**Provided passage:**
== Segment start ==
Hamstrings and Inner Thighs
Your hamstrings work alongside the glutes to extend the hip and control knee flexion on the way down. They aren’t the star of the movement the way they are in a Romanian deadlift, but they contribute meaningfully, especially during the eccentric (lowering) portion of each step. The deeper you lunge, the more your hamstrings stretch under load.
Your adductors, the muscles running along your inner thigh, also play a supporting role. According to Cleveland Clinic, the adductors are among the key muscle groups strengthened by lunges. They help pull your thigh back toward the midline during each step and prevent your knee from caving inward, particularly when fatigue sets in.
Core and Lower Back Engagement
Walking lunges demand constant trunk stabilization. Your erector spinae, the muscles running along either side of your spine, work continuously to keep your torso upright as your lower body moves through each step. Cleveland Clinic notes that you should expect to feel some effort on either side of the spine during lunges because these muscles are working hard to maintain posture. Your deep abdominal muscles co-contract with the spinal extensors to prevent excessive forward lean or side-to-side sway, especially under load. This makes walking lunges a surprisingly effective core exercise compared to machine-based leg movements that support your trunk for you.
How Walking Lunges Differ From Static Lunges
The defining feature of a walking lunge is horizontal momentum. When you step forward and lower your body, you have to decelerate that forward motion while simultaneously controlling your descent. A static (or split) lunge removes this variable because your feet stay planted. Research comparing forward and backward lunges found that the forward stepping motion significantly increases activation of the inner quad and produces higher ground reaction forces, meaning your muscles absorb more impact and do more total work per rep.
Walking lunges also require you to generate force to propel yourself into the next step rather than simply standing back up in place. This makes the concentric (pushing) phase more demanding on the glutes and quads. The continuous movement also keeps your heart rate higher than a stationary variation, adding a mild cardiovascular component when performed for longer sets.
== Segment end ==
**What you will do:**
1. Answer these questions from the walking lunges text, one line each:
(a) What do the adductors stop the knee from doing, particularly when fatigue sets in?
(b) What is the name of the muscles running along either side of the spine?
(c) According to the research comparing forward and backward lunges, the forward stepping motion significantly increases activation of which muscle?
2. Continue the walking lunges text from its final sentence, keeping its tone and level of detail.

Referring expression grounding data
== Segment start ==
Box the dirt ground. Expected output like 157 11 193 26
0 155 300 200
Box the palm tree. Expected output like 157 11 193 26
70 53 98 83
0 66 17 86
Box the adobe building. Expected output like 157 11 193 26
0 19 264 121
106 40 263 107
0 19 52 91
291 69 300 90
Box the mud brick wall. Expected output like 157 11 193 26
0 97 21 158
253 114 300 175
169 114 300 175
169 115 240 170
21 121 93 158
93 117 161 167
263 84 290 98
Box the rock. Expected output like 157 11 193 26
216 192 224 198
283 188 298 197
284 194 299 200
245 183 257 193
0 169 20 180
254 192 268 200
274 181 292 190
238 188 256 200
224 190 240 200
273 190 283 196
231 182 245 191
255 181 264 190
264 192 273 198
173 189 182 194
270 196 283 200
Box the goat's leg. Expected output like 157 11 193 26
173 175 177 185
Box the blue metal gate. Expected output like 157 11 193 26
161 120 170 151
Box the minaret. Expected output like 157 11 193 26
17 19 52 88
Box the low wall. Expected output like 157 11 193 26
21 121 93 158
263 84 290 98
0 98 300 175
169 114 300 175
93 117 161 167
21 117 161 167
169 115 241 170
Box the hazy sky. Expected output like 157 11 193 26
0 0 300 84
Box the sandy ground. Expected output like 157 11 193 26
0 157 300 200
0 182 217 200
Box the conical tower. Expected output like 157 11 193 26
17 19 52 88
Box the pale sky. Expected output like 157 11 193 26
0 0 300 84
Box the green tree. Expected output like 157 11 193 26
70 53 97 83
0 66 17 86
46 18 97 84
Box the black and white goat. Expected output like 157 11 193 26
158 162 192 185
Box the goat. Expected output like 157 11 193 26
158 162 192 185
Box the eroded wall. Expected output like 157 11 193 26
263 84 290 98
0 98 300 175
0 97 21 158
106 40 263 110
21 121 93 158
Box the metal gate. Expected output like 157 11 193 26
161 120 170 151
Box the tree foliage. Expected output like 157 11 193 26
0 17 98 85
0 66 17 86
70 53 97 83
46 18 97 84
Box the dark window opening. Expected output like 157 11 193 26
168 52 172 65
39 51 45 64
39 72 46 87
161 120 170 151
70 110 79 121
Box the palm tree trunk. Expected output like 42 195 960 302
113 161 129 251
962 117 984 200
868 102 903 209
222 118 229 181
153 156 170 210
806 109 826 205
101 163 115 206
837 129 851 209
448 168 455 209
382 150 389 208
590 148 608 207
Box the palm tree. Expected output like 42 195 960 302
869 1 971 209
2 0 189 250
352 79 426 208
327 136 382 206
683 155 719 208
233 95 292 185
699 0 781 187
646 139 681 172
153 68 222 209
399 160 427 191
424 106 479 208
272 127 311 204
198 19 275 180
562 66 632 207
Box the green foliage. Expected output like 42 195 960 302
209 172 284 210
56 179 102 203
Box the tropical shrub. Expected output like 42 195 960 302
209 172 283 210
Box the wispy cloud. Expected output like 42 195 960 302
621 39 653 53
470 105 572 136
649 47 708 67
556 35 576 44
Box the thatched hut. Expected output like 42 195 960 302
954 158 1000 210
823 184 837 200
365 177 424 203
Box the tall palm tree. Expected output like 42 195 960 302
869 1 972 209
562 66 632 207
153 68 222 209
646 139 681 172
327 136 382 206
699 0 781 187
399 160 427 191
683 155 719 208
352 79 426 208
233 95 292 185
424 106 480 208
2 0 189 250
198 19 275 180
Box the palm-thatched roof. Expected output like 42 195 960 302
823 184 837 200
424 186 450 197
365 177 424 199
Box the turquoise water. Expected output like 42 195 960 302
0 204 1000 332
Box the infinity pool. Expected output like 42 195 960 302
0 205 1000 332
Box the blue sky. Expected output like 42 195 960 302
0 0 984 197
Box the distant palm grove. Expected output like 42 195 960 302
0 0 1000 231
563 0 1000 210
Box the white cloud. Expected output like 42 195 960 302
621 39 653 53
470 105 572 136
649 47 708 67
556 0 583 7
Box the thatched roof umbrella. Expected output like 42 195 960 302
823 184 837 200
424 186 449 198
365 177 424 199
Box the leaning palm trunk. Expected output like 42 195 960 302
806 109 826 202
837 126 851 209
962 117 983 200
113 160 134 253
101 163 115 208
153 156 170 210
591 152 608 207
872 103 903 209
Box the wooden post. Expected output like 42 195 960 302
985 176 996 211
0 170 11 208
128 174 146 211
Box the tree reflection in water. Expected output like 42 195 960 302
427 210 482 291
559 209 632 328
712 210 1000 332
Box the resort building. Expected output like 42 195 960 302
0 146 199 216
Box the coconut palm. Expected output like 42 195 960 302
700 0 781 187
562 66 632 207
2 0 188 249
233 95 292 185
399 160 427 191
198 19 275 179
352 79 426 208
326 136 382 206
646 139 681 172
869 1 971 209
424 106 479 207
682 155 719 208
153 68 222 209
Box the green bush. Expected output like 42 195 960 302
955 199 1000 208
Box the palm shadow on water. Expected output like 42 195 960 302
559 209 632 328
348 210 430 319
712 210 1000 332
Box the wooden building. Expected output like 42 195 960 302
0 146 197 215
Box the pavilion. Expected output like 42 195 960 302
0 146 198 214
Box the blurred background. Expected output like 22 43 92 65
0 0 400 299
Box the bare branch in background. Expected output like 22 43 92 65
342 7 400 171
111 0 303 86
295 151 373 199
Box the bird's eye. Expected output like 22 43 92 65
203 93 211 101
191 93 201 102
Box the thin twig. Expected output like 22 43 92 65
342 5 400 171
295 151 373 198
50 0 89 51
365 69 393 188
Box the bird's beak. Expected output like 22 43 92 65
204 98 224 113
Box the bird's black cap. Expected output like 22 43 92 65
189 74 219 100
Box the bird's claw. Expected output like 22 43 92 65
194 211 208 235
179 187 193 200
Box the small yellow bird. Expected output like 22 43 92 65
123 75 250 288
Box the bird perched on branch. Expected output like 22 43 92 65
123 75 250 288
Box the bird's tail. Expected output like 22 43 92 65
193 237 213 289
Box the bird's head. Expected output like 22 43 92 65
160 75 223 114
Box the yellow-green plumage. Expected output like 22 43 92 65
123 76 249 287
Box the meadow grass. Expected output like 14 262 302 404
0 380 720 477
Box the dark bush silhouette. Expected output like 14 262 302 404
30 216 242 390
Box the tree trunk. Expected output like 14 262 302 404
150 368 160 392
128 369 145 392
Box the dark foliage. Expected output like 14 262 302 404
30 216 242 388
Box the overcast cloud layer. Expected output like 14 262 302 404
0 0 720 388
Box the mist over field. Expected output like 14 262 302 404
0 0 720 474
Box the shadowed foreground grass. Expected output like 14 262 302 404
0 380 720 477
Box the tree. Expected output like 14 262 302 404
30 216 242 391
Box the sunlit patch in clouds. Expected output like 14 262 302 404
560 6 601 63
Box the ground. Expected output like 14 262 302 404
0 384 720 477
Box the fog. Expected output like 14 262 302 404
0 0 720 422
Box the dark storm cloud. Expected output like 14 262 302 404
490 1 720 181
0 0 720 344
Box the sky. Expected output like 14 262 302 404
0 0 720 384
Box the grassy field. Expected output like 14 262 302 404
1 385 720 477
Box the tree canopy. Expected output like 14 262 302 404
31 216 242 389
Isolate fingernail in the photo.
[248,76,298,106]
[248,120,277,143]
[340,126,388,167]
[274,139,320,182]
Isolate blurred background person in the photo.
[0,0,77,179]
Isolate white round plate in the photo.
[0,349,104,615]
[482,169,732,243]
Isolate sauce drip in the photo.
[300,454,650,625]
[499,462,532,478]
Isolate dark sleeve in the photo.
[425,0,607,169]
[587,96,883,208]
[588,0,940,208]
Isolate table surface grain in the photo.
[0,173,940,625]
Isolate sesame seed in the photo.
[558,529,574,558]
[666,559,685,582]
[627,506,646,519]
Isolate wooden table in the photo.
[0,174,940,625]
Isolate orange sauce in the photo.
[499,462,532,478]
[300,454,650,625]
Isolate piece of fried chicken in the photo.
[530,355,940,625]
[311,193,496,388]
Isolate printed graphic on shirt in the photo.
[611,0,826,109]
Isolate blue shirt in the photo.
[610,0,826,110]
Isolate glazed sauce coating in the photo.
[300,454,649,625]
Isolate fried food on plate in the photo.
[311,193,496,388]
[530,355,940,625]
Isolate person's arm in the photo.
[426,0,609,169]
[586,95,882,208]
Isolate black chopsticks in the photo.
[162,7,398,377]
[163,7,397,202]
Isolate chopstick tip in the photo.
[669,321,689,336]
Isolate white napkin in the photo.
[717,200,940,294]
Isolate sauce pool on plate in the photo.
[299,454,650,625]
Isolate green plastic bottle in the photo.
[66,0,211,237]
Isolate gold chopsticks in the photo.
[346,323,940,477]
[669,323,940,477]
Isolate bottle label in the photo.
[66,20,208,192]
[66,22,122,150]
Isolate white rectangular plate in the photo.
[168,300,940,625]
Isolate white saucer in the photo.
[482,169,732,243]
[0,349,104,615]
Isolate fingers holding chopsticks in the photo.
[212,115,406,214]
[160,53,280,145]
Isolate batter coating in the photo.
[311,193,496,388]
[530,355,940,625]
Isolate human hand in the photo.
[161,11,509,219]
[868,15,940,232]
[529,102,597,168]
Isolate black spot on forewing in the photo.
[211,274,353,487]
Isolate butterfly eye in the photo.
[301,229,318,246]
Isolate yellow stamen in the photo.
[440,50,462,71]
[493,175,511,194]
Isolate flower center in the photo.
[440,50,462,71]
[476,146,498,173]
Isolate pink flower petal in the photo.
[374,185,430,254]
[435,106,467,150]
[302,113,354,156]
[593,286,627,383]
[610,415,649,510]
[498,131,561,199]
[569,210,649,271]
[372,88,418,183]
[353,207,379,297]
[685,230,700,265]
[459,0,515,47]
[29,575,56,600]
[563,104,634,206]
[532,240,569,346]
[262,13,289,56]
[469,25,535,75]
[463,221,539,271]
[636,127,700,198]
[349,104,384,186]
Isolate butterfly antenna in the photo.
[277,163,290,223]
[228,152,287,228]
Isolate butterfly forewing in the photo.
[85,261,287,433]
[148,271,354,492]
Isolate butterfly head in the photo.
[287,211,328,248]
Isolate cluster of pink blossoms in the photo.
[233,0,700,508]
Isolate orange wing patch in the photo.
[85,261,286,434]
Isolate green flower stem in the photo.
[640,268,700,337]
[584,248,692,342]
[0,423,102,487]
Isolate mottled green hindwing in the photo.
== Segment end ==
**Solved problems:**
1.
(a) They prevent the knee from caving inward.
(b) The erector spinae.
(c) The inner quad.

2.
Calves and Ankle Stabilizers
Your soleus and gastrocnemius (the two main calf muscles) work throughout the movement to stabilize your ankle and control your shin angle. The back foot pushes off through the toes during each transition, which loads the calf on that side. Meanwhile, the front foot’s calf muscles work isometrically to keep your ankle stable as you absorb your body weight. The smaller muscles around the ankle, including the peroneals on the outer shin, also contribute to balance during the single-leg phase.
How Stride Length Shifts the Work
You can change which muscles work hardest by adjusting your step distance. A shorter stride keeps your torso more upright and your shin more vertical, which emphasizes the quads. A longer stride increases hip flexion depth and shifts more of the load to the glutes and hamstrings. Most people benefit from a moderate stride where the front knee tracks over the ankle at the bottom position, which balances the workload across the primary muscle groups.
Holding dumbbells at your sides increases overall load without dramatically changing which muscles are emphasized. Holding a single weight on the side opposite your front leg, called a contralateral carry position, significantly boosts gluteus medius activation because the hip stabilizer has to work against the asymmetric load pulling you sideways. A barbell on the back shifts more demand to the spinal erectors and core because the load sits farther from your center of mass.